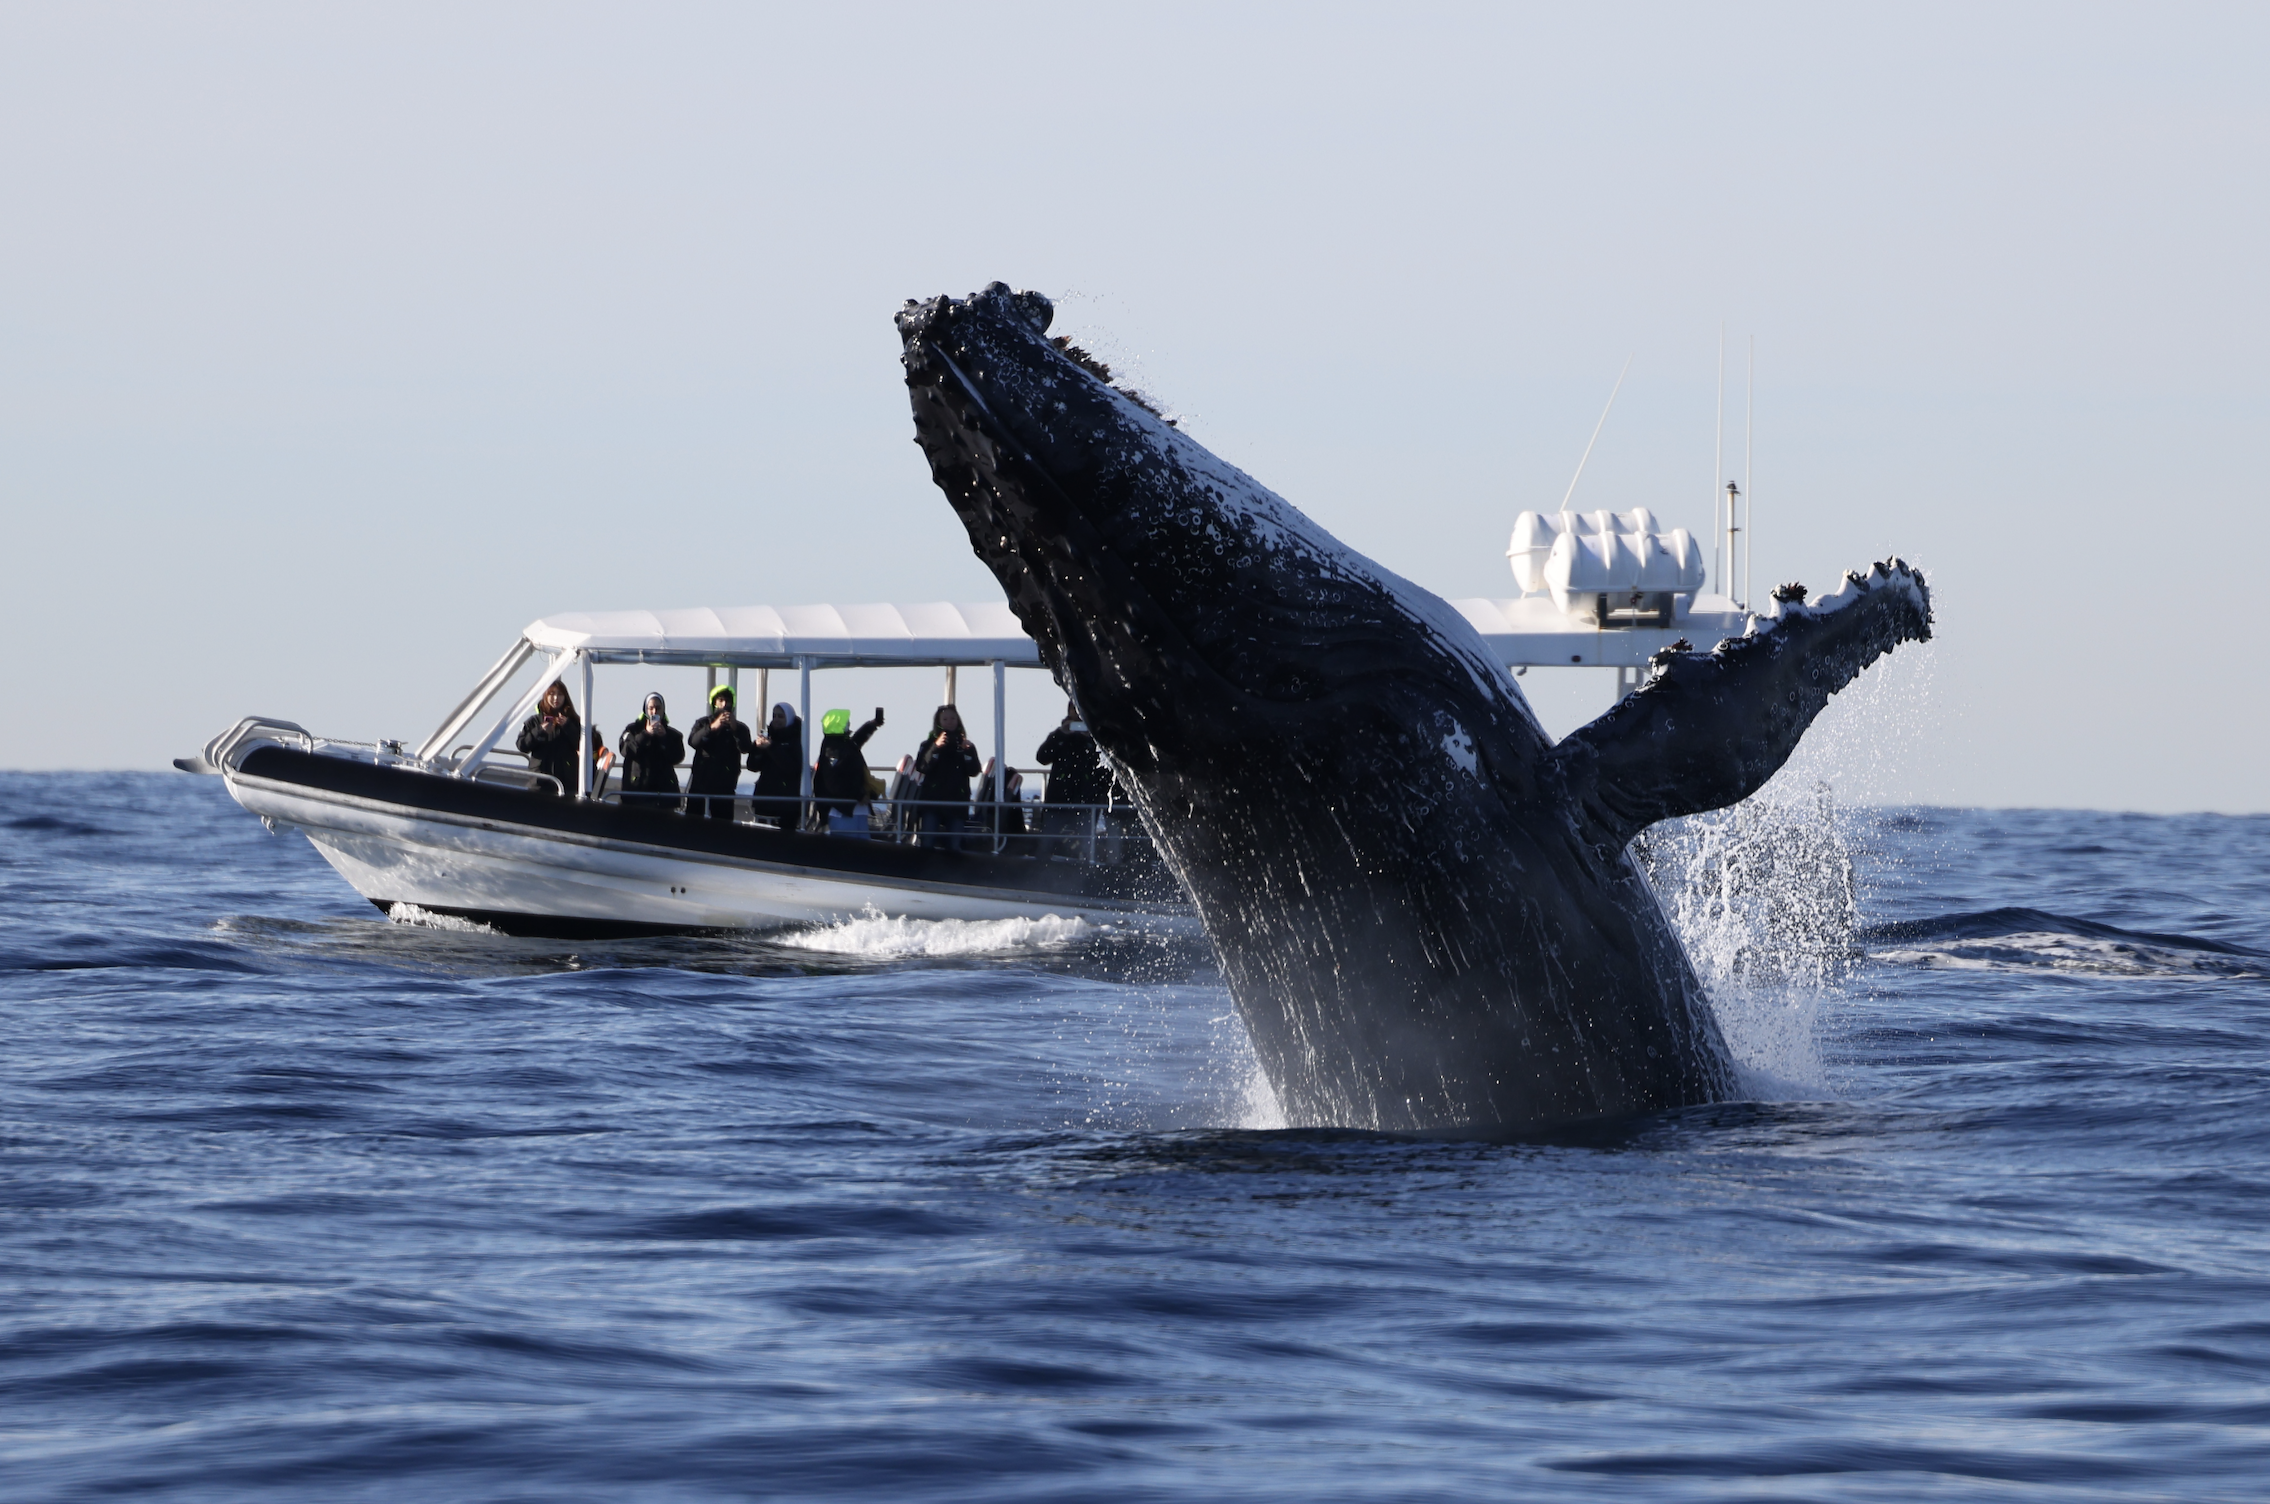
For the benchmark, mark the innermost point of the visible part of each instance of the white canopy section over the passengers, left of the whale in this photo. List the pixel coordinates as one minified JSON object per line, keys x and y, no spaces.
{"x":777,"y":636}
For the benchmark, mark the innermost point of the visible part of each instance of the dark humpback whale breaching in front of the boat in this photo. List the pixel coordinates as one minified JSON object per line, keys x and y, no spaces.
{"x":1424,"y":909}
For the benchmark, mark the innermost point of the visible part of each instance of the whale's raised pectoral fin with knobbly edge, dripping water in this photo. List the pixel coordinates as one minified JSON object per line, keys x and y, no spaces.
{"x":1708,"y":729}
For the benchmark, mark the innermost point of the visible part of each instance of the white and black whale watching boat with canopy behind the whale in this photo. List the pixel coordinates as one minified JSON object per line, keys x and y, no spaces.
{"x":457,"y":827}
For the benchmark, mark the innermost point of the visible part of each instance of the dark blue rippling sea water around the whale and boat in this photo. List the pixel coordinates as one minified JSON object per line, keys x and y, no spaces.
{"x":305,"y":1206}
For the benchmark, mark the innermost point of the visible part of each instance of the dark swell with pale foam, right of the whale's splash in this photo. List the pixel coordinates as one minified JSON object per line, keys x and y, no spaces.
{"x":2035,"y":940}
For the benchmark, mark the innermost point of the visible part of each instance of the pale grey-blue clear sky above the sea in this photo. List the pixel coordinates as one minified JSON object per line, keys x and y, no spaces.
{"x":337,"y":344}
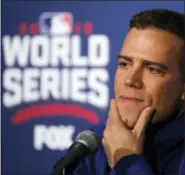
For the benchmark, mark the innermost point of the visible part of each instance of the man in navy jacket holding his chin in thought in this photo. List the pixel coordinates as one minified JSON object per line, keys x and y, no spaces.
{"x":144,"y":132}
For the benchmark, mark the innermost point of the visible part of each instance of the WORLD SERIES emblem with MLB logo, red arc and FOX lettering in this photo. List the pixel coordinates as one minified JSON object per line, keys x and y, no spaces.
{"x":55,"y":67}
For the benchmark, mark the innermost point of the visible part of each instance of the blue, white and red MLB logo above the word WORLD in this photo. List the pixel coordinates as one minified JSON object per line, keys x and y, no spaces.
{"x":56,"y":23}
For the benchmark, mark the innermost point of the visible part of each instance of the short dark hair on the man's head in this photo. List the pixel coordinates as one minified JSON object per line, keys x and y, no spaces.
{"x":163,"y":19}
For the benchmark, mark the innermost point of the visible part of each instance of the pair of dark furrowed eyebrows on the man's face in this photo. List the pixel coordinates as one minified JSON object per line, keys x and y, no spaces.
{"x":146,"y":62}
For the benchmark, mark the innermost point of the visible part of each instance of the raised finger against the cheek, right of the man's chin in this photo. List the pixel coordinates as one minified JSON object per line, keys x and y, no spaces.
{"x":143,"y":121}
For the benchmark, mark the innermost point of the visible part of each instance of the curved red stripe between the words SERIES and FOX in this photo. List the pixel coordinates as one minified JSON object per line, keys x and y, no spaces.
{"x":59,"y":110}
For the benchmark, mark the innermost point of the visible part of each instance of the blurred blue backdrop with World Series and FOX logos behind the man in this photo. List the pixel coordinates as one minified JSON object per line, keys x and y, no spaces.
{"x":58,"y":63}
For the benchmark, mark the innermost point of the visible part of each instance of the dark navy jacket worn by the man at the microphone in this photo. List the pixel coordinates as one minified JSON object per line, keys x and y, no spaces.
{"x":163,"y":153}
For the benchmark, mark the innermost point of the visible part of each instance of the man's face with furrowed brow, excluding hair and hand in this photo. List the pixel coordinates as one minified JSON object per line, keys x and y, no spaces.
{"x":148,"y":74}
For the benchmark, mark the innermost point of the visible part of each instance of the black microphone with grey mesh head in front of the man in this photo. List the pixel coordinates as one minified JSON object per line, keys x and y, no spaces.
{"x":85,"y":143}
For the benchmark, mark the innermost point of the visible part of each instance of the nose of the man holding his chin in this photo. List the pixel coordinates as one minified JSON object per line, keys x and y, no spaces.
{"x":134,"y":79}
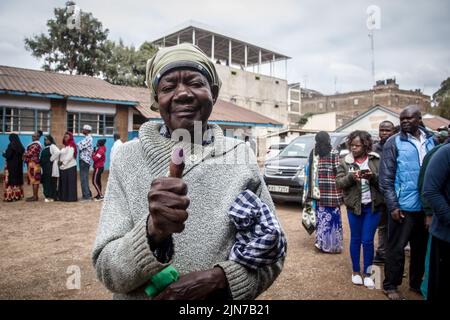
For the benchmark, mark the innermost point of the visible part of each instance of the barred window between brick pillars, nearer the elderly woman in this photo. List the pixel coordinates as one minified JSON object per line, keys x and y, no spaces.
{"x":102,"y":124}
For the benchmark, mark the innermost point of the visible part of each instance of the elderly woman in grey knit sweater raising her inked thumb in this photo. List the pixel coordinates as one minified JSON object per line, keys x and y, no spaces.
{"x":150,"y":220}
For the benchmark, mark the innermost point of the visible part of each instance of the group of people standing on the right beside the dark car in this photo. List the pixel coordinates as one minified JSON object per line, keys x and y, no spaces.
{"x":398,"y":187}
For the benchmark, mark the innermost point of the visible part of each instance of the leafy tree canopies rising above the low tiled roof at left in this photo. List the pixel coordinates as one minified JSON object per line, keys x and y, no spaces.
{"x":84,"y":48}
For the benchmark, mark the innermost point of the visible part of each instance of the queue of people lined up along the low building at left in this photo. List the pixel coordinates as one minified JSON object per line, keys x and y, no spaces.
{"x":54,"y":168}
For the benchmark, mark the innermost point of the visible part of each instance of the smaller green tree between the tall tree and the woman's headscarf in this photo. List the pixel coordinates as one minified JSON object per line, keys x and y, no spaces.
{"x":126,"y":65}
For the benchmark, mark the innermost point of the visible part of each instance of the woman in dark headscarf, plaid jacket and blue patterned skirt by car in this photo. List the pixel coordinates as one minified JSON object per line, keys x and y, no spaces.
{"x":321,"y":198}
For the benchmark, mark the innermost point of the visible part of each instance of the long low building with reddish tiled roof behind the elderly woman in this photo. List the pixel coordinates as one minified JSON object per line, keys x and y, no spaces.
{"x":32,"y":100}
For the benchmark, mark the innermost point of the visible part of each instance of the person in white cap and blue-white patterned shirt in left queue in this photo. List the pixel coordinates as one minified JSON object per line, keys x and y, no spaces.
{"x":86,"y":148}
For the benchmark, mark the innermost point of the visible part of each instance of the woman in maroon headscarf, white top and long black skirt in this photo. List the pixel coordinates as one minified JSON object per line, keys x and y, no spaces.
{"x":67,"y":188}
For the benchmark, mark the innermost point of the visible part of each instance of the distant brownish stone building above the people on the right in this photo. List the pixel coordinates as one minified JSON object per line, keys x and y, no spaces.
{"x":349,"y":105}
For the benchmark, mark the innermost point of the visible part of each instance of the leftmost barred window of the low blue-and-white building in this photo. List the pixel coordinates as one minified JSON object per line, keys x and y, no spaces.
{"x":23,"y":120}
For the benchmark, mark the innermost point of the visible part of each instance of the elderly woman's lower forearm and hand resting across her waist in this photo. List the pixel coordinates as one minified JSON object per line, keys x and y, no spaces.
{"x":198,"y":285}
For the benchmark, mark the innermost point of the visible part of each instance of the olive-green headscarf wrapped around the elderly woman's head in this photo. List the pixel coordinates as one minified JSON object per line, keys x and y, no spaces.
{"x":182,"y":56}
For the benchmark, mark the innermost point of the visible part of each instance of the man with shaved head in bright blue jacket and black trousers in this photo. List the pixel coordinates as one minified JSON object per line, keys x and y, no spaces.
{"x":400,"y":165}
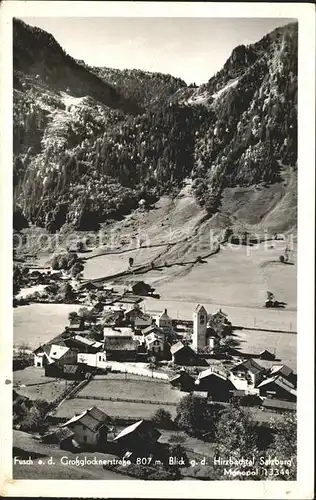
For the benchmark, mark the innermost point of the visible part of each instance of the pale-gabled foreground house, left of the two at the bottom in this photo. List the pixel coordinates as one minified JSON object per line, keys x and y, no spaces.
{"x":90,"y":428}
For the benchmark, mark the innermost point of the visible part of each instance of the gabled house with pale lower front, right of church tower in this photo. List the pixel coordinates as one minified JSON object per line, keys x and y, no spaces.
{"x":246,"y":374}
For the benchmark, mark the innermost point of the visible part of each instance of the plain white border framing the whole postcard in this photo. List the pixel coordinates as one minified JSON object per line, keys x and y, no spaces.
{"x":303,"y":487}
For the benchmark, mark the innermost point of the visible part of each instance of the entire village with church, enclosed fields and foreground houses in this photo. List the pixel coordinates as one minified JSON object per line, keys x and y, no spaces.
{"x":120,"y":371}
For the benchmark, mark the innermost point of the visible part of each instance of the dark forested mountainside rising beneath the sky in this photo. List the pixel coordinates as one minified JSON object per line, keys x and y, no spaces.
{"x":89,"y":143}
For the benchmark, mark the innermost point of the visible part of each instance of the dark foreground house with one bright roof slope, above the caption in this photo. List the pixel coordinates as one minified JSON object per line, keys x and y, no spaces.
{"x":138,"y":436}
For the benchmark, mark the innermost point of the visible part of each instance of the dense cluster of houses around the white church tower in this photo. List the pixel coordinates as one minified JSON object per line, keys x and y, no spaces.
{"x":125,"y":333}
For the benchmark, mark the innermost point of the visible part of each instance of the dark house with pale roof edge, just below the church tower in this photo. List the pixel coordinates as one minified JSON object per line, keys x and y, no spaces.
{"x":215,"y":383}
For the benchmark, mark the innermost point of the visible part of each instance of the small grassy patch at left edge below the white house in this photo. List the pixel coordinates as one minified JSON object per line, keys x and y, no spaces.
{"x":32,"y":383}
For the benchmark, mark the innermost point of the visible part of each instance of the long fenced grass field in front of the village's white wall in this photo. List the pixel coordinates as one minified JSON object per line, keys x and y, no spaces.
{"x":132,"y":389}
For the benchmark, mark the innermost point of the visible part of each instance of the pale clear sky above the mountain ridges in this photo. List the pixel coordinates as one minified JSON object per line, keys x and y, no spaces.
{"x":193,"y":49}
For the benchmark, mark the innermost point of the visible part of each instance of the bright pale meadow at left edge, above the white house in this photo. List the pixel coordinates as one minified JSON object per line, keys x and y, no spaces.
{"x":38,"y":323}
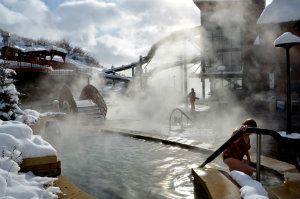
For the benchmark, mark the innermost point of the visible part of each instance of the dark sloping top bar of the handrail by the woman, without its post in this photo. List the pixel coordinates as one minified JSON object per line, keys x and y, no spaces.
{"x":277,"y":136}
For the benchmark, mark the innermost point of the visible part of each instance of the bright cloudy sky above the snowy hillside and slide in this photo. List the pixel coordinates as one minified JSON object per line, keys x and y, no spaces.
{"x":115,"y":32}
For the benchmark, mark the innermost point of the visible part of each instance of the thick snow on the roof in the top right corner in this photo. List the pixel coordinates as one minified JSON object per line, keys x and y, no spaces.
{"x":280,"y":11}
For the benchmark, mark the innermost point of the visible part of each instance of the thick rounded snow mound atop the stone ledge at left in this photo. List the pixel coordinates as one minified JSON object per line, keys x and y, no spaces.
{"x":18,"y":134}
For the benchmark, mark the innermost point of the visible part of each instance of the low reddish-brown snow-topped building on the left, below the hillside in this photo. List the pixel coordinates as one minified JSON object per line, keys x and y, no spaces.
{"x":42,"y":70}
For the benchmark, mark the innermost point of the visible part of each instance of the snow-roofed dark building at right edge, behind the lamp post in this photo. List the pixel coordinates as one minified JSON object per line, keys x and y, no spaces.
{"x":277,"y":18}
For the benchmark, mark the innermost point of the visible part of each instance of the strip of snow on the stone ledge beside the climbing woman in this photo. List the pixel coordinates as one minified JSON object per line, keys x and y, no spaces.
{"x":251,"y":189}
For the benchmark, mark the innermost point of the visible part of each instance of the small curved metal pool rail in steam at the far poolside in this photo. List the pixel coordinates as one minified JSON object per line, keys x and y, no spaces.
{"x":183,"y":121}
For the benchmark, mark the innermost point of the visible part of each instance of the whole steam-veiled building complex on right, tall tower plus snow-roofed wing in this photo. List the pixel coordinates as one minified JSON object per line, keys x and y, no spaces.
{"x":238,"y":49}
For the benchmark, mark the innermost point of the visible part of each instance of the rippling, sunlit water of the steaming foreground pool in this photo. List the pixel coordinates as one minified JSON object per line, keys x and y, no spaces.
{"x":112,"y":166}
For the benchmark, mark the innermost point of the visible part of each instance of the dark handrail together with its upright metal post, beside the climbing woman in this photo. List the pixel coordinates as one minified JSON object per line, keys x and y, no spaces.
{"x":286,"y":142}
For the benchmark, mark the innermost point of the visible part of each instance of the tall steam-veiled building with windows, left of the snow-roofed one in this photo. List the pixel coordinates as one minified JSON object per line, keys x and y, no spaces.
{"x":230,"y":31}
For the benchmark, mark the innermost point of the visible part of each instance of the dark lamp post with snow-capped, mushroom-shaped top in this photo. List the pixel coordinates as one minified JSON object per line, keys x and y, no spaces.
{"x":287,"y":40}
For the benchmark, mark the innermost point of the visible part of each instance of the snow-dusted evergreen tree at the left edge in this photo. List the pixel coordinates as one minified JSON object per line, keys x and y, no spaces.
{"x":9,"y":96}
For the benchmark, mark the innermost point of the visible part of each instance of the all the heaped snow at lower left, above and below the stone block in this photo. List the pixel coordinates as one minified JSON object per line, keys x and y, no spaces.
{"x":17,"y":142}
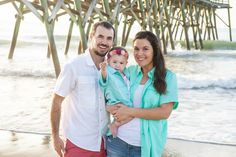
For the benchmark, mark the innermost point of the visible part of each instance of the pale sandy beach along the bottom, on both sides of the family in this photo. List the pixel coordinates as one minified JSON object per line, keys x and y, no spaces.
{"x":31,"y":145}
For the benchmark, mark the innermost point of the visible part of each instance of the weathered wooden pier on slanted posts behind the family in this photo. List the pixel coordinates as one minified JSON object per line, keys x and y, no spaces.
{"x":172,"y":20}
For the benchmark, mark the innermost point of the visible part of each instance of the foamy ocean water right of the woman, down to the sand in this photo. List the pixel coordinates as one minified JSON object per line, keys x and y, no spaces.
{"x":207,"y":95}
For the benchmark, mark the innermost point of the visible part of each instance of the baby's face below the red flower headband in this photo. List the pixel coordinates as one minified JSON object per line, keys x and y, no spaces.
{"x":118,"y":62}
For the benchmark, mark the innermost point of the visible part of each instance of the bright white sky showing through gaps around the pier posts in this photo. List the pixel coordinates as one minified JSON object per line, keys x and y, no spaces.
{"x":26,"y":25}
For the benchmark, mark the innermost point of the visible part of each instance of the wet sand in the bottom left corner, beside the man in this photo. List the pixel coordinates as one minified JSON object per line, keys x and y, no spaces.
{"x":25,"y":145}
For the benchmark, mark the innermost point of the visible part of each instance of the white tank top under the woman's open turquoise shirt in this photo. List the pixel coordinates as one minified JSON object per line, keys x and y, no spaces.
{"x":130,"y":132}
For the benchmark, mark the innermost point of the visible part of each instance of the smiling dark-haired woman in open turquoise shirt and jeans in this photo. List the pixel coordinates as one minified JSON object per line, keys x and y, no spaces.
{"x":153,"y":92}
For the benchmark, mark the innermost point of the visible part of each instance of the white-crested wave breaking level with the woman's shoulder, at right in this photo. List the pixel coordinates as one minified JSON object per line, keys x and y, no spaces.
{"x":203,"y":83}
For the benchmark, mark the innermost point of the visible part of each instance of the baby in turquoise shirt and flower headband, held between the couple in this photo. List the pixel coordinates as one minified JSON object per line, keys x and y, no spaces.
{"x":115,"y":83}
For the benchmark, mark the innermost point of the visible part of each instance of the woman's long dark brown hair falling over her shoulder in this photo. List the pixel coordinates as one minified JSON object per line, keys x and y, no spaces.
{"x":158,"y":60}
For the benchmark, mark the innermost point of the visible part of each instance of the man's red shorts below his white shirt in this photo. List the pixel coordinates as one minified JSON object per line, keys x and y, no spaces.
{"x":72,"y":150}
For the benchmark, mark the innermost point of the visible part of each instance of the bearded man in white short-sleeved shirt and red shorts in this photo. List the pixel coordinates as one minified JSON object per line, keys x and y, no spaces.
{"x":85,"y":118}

## HOW TO COMPLETE THIS TASK
Would you please set down the lines from the one with "of the bearded" to the end of the data above, exactly and without any other lines?

## SOLVED PROBLEM
For the benchmark, mark the innermost point of the visible part of each instance of the bearded man in white short-sleeved shirt and red shorts in this photo. List the pixel coordinates as one minified JSON object per line, keys x and y, no spaces.
{"x":85,"y":118}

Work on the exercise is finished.